Dataset excerpt |
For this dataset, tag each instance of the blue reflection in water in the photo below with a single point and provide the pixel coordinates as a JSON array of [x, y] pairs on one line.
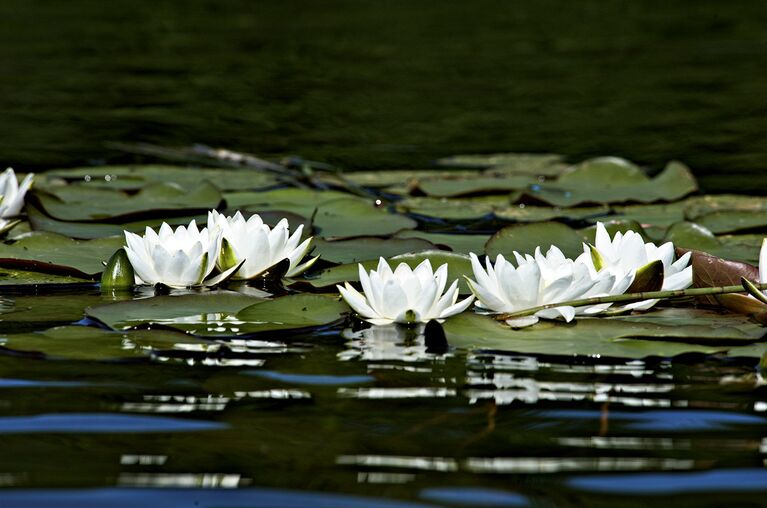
[[309, 379], [665, 420], [102, 422], [732, 480], [474, 496], [184, 498], [29, 383]]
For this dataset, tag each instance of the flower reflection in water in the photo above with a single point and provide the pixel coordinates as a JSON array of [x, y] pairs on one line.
[[390, 343]]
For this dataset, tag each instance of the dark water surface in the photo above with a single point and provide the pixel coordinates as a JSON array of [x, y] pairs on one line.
[[321, 420]]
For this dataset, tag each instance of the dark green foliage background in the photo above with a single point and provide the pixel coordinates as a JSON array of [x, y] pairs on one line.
[[395, 83]]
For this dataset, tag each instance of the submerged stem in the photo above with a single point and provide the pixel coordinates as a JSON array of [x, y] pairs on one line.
[[635, 297]]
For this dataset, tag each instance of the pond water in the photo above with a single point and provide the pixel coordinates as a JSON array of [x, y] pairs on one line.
[[335, 417]]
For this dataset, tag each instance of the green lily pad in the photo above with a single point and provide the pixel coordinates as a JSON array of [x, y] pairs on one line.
[[455, 208], [524, 238], [299, 201], [509, 163], [218, 314], [92, 230], [614, 180], [458, 266], [169, 309], [451, 187], [58, 254], [380, 179], [86, 343], [363, 248], [79, 203], [530, 213], [293, 311], [661, 215], [729, 221], [25, 313], [673, 331], [14, 278], [138, 176], [698, 206], [350, 217], [463, 243]]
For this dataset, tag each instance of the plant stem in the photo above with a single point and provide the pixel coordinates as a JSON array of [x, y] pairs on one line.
[[632, 297]]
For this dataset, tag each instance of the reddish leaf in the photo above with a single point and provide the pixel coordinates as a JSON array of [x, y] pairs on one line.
[[711, 271]]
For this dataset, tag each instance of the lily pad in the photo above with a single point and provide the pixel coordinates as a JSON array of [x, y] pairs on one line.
[[530, 213], [137, 176], [92, 230], [299, 201], [350, 217], [78, 203], [293, 311], [456, 242], [453, 209], [86, 343], [19, 279], [451, 187], [524, 238], [58, 254], [26, 313], [673, 331], [690, 235], [509, 163], [458, 266], [169, 309], [614, 180], [363, 248], [220, 314], [380, 179]]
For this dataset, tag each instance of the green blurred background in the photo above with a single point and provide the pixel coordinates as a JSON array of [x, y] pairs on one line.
[[389, 83]]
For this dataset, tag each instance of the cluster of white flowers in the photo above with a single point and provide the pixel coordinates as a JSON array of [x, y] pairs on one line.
[[405, 295], [187, 256], [12, 196]]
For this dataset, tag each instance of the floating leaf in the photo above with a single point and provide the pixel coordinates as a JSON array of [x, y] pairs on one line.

Written task |
Reproduce the data above with "pixel coordinates" swapped for "image coordinates" throughout, keeping everything else the same and omitting the pictures.

Response to the exercise |
For this dataset, tag each instance of the blue reflection in water in the photo below with a single point and provide the image coordinates as a JSON array of [x, y] pairs on one line.
[[309, 379], [665, 420], [102, 422], [732, 480], [474, 496], [184, 498], [29, 383]]
For this dataset, tag each instance of the flower reflection in water in the photo above with a single point and provide the image coordinates as a JSON array of [x, y] pairs on one line.
[[390, 343]]
For this dataset, tag each instance of the dark water surface in the photo above with a single point and provide the image coordinates as a JSON array of [x, y] pairs on one line.
[[321, 420]]
For this dataset, tag each instance of the dark green foliage background in the photo above with a single point and provide the image coordinates as a JSON array of [x, y] pairs on one line.
[[395, 83]]
For this dataset, tag each instance of the submerged stem in the photo above with a single point and provide the image coordinates as a JSON array of [x, y] pairs on one line.
[[635, 297]]
For this dataset, tag each instance of the pond water in the photo above with a single point and provide the image coordinates as a JSON array of [x, y] pairs on one line.
[[335, 417]]
For this dataset, tag each instance of the green lily pad in the photo above with a single point and provide the image coordinates as a JSON array of [x, y] pairs on one line.
[[455, 208], [524, 238], [299, 201], [509, 163], [218, 314], [92, 230], [614, 180], [458, 266], [169, 309], [451, 187], [58, 254], [380, 179], [86, 343], [363, 248], [79, 203], [530, 213], [293, 311], [661, 215], [729, 221], [25, 313], [673, 331], [14, 278], [138, 176], [698, 206], [350, 217], [463, 243]]
For this dataset, tag each instance of the plant stem in the photo above with a single point and provide the image coordinates as a JSON array of [x, y] pairs on one line.
[[632, 297]]
For this dataset, tag each instance of the reddish leaf in the photo above with a single point and provide the image coordinates as a JSON array of [x, y] pairs on one line.
[[711, 271]]
For this dataset, tag each instance of the lily pad in the photo above with a single point and provide the image coordinates as a JSON array of [x, y] pairs on one line.
[[530, 213], [137, 176], [92, 230], [299, 201], [350, 217], [78, 203], [293, 311], [456, 242], [453, 209], [86, 343], [19, 279], [451, 187], [524, 238], [58, 254], [26, 313], [673, 331], [690, 235], [509, 163], [458, 266], [169, 309], [614, 180], [363, 248], [220, 314], [380, 179]]
For this dataset, tag each instance of the green blurred background in the photo above with a single point and provide the image coordinates as a JSON array of [x, y] pairs on one line.
[[389, 83]]
For this dataset, tag each instance of the cluster of white flowers in the photo above with a single point and provide the image coordinates as a JSON array of [x, y] pairs on one line.
[[405, 295], [187, 256], [12, 196]]
For this dataset, tag each instance of the floating leaf in the photo above with a single point and provide the image coordinates as a JSON array of [x, y] pairs on one line.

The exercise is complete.